TASKS FOR THIS EXERCISE:
A - According to the article header, in which city is the Hainan Yazhou Bay Seed Lab located?
B - Reproduce the article header, everything from "1. 1. Shanghai" down to "authors contributed equally.", swapping "Seed Lab" for "Seed Laboratory".
C - Restate the paragraph of the article header that begins "*Correspondences" as a short list.

EXCERPTED TEXT:
J Integr Plant Biol. ›› 2023, Vol. 65 ›› Issue (3): 646-655.DOI: 10.1111/jipb.13381

• New Technology • Previous Articles     Next Articles

High-throughput genome editing in rice with a virus-based surrogate system

Yifu Tian1,2,3†, Dating Zhong1,4†, Xinbo Li1,2,3†, Rundong Shen1,2,3, Han Han4, Yuqin Dai1, Qi Yao1,4, Xuening Zhang1,4, Qi Deng2, Xuesong Cao1, Jian-Kang Zhu1,2,3,5* and Yuming Lu1,4*   

  1. 1. Shanghai Center for Plant Stress Biology, Center for Excellence in Molecular Plant Sciences, Chinese Academy of Sciences, Shanghai 201602, China;
    2. Center for Advanced Bioindustry Technologies, Institute of Crop Sciences, Chinese Academy of Agricultural Sciences, Beijing 100081, China;
    3. Hainan Yazhou Bay Seed Lab, Sanya 572024, China;
    4. Shanghai Collaborative Innovation Center of Agri-Seeds, Joint Center for Single Cell Biology, School of Agriculture and Biology, Shanghai Jiao Tong University, Shanghai 200240, China;
    5. Institute of Advanced Biotechnology, School of Life Sciences, Southern University of Science and Technology, Shenzhen 518055, China
    These authors contributed equally.
    *Correspondences: Jian‐Kang Zhu (zhujk@sustech.edu.cn); Yuming Lu (luymin@sjtu.edu.cn, Dr. Lu is fully responsible for the distribution of the materials associated with this article)

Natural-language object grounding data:
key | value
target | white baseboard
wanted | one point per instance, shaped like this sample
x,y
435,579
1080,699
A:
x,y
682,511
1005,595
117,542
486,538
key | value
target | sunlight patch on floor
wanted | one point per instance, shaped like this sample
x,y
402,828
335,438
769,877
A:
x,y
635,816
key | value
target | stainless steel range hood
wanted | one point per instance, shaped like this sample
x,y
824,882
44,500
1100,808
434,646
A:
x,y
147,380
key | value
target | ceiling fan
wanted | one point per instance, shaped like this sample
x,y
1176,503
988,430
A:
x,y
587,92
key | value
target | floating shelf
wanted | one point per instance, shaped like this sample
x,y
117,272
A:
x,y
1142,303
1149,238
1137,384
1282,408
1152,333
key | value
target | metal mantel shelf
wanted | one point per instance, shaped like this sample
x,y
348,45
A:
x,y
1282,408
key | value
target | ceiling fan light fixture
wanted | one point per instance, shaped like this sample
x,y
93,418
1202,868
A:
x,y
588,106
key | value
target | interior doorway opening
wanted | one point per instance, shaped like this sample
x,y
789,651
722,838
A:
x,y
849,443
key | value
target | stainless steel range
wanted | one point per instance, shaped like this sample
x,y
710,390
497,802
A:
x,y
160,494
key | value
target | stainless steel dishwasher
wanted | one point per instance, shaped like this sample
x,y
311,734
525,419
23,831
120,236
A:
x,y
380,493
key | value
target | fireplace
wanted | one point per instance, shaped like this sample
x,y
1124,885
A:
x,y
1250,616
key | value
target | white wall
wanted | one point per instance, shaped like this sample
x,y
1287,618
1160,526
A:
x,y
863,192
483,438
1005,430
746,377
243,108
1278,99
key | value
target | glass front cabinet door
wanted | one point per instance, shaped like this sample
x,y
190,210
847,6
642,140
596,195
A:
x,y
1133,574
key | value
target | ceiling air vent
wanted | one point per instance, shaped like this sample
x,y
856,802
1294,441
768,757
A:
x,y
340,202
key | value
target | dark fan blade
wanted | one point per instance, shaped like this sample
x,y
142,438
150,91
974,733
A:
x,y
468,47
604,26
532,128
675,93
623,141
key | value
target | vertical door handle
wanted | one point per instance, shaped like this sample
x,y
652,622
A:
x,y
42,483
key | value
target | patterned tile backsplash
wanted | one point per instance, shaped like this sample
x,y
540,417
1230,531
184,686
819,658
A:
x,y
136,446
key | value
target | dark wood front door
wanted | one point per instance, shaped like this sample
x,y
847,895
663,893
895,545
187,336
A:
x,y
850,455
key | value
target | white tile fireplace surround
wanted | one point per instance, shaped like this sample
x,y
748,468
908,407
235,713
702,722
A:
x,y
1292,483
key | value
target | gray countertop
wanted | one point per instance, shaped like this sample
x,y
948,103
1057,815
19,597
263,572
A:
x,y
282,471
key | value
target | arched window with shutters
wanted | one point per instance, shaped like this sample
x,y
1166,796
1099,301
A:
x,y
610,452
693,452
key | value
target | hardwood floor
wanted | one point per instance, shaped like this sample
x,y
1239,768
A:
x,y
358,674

ANSWERS TO EACH TASK:
A - Sanya

B -
1. 1. Shanghai Center for Plant Stress Biology, Center for Excellence in Molecular Plant Sciences, Chinese Academy of Sciences, Shanghai 201602, China;
    2. Center for Advanced Bioindustry Technologies, Institute of Crop Sciences, Chinese Academy of Agricultural Sciences, Beijing 100081, China;
    3. Hainan Yazhou Bay Seed Laboratory, Sanya 572024, China;
    4. Shanghai Collaborative Innovation Center of Agri-Seeds, Joint Center for Single Cell Biology, School of Agriculture and Biology, Shanghai Jiao Tong University, Shanghai 200240, China;
    5. Institute of Advanced Biotechnology, School of Life Sciences, Southern University of Science and Technology, Shenzhen 518055, China
    These authors contributed equally.

C -
- Jian-Kang Zhu: zhujk@sustech.edu.cn
- Yuming Lu: luymin@sjtu.edu.cn; fully responsible for distributing the materials associated with the article